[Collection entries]
▬▬▬

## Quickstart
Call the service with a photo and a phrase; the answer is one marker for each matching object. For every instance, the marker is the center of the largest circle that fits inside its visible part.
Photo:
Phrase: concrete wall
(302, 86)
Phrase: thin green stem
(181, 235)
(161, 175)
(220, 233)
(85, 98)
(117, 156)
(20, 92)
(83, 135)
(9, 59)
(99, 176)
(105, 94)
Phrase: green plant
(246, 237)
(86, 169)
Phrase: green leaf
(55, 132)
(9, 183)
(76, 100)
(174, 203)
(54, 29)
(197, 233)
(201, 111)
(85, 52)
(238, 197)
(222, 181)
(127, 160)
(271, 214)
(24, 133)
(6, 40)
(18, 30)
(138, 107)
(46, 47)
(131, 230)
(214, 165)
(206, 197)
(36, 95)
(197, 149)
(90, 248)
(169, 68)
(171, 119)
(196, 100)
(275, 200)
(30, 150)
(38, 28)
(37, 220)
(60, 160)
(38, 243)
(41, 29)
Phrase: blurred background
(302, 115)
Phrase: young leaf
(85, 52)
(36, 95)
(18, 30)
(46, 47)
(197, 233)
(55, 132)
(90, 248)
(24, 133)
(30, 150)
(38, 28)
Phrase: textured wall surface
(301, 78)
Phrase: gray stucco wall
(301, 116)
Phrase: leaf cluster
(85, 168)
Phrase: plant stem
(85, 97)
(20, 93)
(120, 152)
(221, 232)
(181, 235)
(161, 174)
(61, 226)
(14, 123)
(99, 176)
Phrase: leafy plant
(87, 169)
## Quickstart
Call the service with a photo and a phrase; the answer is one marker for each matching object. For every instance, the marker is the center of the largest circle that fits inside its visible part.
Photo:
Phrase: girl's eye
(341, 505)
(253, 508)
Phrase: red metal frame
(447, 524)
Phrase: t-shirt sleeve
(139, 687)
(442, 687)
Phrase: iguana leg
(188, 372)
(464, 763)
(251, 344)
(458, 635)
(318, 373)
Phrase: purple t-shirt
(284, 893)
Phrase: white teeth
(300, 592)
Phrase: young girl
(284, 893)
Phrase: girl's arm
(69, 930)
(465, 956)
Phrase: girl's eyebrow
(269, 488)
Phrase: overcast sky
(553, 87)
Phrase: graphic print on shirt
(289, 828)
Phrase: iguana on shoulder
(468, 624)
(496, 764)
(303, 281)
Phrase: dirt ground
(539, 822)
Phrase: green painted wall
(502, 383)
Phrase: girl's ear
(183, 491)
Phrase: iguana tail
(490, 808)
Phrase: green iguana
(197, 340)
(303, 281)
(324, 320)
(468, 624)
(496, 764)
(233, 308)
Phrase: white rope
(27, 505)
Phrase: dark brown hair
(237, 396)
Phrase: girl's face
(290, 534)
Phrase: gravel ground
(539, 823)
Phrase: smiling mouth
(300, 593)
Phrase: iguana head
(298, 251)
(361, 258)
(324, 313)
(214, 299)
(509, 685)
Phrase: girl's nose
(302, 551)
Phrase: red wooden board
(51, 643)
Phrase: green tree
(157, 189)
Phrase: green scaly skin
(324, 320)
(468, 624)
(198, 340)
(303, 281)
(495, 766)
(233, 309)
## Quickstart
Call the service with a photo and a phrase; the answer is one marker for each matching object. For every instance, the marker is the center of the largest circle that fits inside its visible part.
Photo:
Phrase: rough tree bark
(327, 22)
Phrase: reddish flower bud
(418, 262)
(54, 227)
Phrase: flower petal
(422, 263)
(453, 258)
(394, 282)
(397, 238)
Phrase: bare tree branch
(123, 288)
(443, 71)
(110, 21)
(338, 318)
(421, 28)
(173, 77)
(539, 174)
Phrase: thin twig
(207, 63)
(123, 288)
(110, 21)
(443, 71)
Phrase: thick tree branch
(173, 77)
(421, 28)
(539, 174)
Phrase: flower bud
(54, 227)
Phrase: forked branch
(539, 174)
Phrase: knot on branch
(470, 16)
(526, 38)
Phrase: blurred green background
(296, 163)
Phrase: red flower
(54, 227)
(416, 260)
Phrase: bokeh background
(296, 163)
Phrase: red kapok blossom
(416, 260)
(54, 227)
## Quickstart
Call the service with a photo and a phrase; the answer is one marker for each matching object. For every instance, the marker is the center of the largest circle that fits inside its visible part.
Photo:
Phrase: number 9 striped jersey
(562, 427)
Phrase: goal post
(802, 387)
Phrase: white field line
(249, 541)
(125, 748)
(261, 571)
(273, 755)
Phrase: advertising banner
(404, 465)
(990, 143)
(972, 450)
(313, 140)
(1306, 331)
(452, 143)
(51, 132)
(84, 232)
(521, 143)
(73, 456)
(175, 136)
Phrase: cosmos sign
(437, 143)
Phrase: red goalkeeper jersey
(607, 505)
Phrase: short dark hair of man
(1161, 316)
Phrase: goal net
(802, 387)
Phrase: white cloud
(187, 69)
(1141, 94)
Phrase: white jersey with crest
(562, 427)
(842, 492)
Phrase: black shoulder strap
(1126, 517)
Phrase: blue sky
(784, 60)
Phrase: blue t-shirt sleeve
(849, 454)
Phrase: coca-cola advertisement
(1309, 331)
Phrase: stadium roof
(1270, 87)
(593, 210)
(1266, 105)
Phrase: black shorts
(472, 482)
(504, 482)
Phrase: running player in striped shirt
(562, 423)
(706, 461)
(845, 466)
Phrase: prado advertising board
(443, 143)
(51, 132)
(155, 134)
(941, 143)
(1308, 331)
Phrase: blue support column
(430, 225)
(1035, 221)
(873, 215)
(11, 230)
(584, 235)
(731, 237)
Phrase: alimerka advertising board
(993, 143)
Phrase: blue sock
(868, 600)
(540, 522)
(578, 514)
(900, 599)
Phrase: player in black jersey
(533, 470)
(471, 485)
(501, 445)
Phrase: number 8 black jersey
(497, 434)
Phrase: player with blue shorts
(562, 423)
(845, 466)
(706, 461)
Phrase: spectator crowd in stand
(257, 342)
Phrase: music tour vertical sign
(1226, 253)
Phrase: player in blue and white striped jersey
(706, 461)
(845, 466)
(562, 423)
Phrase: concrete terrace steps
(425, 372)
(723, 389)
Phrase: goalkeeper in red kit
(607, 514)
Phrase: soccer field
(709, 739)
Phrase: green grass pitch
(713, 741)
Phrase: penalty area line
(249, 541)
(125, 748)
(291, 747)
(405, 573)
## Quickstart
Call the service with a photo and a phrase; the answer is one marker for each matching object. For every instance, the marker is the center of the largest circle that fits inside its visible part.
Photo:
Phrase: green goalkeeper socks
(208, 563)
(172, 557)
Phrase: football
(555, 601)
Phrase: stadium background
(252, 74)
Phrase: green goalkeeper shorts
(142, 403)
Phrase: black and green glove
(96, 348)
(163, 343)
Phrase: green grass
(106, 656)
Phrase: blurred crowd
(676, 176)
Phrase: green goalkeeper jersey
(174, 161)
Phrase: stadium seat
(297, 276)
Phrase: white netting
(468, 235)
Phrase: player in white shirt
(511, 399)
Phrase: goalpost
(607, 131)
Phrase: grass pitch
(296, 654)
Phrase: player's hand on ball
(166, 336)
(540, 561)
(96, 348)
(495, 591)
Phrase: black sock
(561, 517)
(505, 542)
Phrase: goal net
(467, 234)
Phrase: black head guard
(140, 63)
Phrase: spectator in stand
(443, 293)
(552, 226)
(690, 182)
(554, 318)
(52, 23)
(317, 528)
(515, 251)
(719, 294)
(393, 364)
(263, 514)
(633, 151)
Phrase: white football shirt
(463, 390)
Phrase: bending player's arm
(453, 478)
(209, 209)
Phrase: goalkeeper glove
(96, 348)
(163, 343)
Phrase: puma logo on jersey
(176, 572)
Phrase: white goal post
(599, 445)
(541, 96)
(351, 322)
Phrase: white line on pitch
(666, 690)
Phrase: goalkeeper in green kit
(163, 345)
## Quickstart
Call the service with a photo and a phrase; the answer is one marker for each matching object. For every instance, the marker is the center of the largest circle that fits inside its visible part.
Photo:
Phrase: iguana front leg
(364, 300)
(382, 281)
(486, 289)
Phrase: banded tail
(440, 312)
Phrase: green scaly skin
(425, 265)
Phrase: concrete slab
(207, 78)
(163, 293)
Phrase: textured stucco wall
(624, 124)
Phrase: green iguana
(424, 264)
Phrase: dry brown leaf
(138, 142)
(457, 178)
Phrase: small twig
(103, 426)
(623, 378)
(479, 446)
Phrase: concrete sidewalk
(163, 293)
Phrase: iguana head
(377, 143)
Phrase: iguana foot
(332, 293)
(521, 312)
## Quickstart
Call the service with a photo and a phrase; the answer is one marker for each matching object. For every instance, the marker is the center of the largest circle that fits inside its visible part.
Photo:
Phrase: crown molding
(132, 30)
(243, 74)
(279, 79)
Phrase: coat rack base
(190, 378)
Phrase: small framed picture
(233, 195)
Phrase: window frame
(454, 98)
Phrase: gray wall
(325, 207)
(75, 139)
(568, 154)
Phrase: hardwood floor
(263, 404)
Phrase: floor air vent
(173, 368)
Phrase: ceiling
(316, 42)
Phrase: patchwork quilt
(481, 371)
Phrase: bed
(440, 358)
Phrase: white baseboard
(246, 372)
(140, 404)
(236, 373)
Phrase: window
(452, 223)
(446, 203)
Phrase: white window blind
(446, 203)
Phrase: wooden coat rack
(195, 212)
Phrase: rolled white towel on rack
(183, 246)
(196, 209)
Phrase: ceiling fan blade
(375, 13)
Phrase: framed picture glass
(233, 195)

▬▬▬

**Directions for this task**
Return, unchanged, each line from the line containing "Phrase: coat rack base" through the last line of the material.

**Correct response**
Phrase: coat rack base
(190, 378)
Phrase: small framed picture
(233, 195)
Phrase: window frame
(454, 98)
Phrase: gray wall
(325, 207)
(75, 139)
(568, 154)
Phrase: hardwood floor
(263, 404)
Phrase: floor air vent
(173, 368)
Phrase: ceiling
(316, 42)
Phrase: patchwork quilt
(481, 371)
Phrase: bed
(440, 358)
Phrase: white baseboard
(246, 372)
(140, 404)
(236, 373)
Phrase: window
(452, 223)
(446, 203)
Phrase: white window blind
(446, 203)
Phrase: wooden coat rack
(195, 212)
Phrase: rolled white towel on rack
(183, 246)
(196, 209)
Phrase: ceiling fan blade
(375, 13)
Phrase: framed picture glass
(233, 195)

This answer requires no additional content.